Starting at the line that contains "of the manhole" and continuing through the last line of the data, express each line as a string in a JSON list, one string per line. Include both the starting and final lines, and leave out any blank lines.

_ _ _

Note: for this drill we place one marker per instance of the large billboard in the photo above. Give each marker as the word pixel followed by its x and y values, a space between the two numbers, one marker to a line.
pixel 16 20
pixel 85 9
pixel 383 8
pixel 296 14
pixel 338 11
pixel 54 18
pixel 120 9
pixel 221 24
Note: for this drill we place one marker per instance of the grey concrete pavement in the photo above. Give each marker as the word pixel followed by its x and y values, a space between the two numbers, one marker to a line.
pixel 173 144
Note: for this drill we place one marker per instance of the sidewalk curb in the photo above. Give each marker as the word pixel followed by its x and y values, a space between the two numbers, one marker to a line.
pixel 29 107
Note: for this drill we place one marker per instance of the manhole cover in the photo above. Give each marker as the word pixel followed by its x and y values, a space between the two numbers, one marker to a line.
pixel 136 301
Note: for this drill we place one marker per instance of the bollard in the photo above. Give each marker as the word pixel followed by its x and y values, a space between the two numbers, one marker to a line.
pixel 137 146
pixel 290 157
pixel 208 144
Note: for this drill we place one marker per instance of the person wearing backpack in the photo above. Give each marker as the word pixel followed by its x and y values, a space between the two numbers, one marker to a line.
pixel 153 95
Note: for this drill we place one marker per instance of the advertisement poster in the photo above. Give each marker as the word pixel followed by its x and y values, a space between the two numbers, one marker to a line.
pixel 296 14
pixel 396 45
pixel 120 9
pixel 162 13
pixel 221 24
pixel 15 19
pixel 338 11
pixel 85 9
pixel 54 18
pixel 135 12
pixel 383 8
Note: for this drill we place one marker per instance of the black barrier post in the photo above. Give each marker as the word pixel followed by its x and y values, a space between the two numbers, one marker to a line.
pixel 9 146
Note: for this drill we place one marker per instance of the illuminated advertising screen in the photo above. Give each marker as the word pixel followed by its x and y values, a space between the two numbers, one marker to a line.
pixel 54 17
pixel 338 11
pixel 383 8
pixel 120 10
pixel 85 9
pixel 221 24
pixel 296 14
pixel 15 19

_ _ _

[CORRECT ANSWER]
[
  "Note: for this drill we place one marker per instance of the manhole cover in the photo above. Give each marker as the word pixel followed by its x and y values, a space between the two numbers, one marker to a line.",
  "pixel 136 301",
  "Note: for this drill we place one marker per instance of the bollard in the photo above. Give each marker as the word pixel followed by its x and y values, a space between the two numbers, one marker to a line.",
  "pixel 137 146",
  "pixel 290 157",
  "pixel 208 144",
  "Note: for this drill we place one marker per instance of the person wearing backpack in the photo above. Give each marker as the word pixel followed by its x and y values, a space between the two numbers, one marker to a line.",
  "pixel 153 95",
  "Note: for this drill we place one marker per instance of the advertisement poster in the photo above. Give each marker as the word pixel followed by its x and y values, a space between the two numbers, one marker to a line.",
  "pixel 296 14",
  "pixel 396 45",
  "pixel 120 9",
  "pixel 162 13",
  "pixel 221 24",
  "pixel 15 19",
  "pixel 338 11",
  "pixel 85 9",
  "pixel 54 18",
  "pixel 135 12",
  "pixel 383 8",
  "Note: for this drill we place one marker per instance of the black barrier post in the photo above. Give each marker as the word pixel followed by its x and y values, a space between the two numbers, one marker to a line.",
  "pixel 9 146",
  "Note: for this drill we place one marker per instance of the illuminated advertising screen in the photo above. Give each marker as the word pixel followed by its x and y values, a space between the two numbers, one marker to a line.",
  "pixel 54 17",
  "pixel 338 11",
  "pixel 383 8",
  "pixel 120 10",
  "pixel 85 9",
  "pixel 221 24",
  "pixel 296 14",
  "pixel 15 19"
]